── SOURCE EXTRACT

Yet at the rear of the ship, there is a maelstrom as rudder and propellers push the vessel onto a new course. All over Whitehall, long-forgotten skills are being hurriedly sought and revived: countering subversion, understanding Russian military doctrine, Kremlinology and so on.

This is much harder and costlier than it should be. For 25 years, knowledge of Russia, especially when combined with hawkish views, has been a career-killer. Many of our best Russia-watchers were unceremoniously tossed overboard in the Blair years, as Britain put trade and investment ahead of security.

Now the tide is running the other way. The 80-year-old mother of a friend of mine, a mighty Cold Warrior in her day, was delighted when her old office recently requested that she come and help train new recruits.

Despite its clownish Foreign Secretary, hollowed-out defences and atrophied security capabilities, Britain has plenty of cards to play. For nearly 30 years, the City has feasted on Russian money. That has allowed Russia to buy influence in Britain. But it also means that Britain can, if it wants, exert a tight grip on the Russian elite in just the place where it hurts most: their pockets.

David Cameron’s government took some important early steps to clean up the financial pestilence of corporate anonymity. After a slow start, Theresa May is following on. The Criminal Finances Bill now includes a clause allowing the authorities to freeze the assets of human-rights abusers – which could include almost anyone in power in Russia.

Although the Putin regime likes to trumpet its anti-Western views, it is in the West that its members educate their children, go on holiday, seek medical care – and launder their ill-gotten gains.

Britain can also use its diplomatic heft to marshal opposition to Kremlin mischief-making in Europe, at a time when American leadership is waning.

Britain is not just a big economy with strong armed forces (and nuclear weapons). It is also Europe’s intelligence superpower, chiefly thanks to the hackers and code-crackers of GCHQ, and their ties with America’s NSA. Intelligence gems command a stonking price in countries which have no ability of their own to mine them.

────

EXERCISE INSTRUCTIONS:
List every activity that, according to the passage on Britain and Russia, members of the Putin regime carry out in the West. The rows that follow have nothing to do with this passage.

── GIVEN ENTRIES

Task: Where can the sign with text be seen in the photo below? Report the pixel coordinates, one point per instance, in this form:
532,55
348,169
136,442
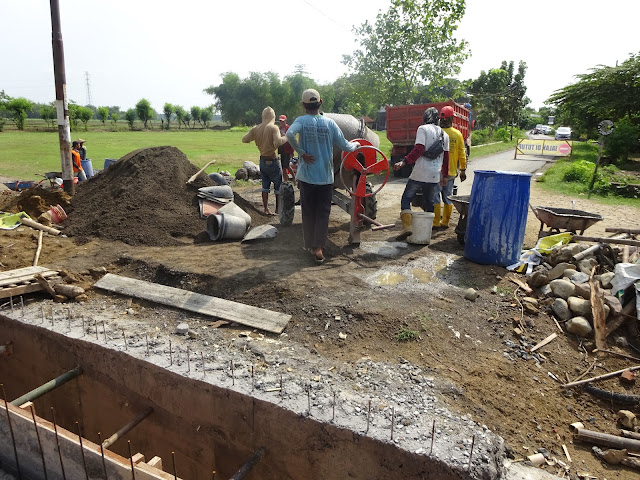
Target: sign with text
554,148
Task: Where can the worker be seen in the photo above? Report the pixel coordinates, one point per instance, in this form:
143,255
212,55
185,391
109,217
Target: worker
318,135
427,172
285,150
268,138
82,150
78,171
457,159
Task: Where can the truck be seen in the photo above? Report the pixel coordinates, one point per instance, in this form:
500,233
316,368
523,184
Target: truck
403,121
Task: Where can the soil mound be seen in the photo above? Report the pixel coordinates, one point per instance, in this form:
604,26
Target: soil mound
142,199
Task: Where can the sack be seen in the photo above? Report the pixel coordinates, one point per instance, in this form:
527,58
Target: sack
436,148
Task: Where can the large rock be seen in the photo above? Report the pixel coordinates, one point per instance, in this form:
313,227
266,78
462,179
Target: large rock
558,270
579,306
562,288
561,309
579,326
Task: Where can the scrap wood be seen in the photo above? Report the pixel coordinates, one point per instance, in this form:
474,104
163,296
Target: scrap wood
600,377
248,315
541,344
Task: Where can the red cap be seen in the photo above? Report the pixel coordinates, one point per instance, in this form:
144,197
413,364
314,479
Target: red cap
446,112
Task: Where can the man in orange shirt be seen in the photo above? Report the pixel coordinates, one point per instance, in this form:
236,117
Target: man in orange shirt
78,171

────

REPLY TO THE EXERCISE:
- Educate their children
- Go on holiday
- Seek medical care
- Launder their ill-gotten gains